* [Written problem]
Copy out all of the items below, requests included, but leave out the pictures. Shift every x and y coordinate in the answers up by 143, and keep the sample points in the requests unchanged.

* [Available data]
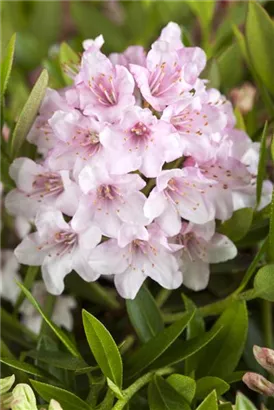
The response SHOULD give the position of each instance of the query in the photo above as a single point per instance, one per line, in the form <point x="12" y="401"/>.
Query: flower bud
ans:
<point x="54" y="405"/>
<point x="259" y="384"/>
<point x="6" y="383"/>
<point x="265" y="357"/>
<point x="23" y="398"/>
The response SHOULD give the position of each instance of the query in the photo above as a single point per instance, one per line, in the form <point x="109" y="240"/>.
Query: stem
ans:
<point x="141" y="382"/>
<point x="267" y="323"/>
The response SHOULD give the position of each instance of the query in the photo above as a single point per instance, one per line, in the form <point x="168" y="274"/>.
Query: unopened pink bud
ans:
<point x="265" y="357"/>
<point x="259" y="384"/>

* [Answer to the exercise]
The response SHOULD give the position of each instance of the query in the photo above as a single point per instance, one per line, in the form <point x="12" y="401"/>.
Query: flower bud
ans:
<point x="197" y="548"/>
<point x="402" y="527"/>
<point x="149" y="526"/>
<point x="408" y="500"/>
<point x="166" y="541"/>
The response SHOULD give the position of each instance of the query in the photo above as a single point per instance, one per line, in the form <point x="109" y="240"/>.
Query: stem
ans:
<point x="284" y="525"/>
<point x="410" y="466"/>
The response SHOULD give the position of each instance of the query in the photo above as a single point per instance, one per line, in the form <point x="168" y="274"/>.
Query: unopened pink bud
ans:
<point x="408" y="500"/>
<point x="402" y="527"/>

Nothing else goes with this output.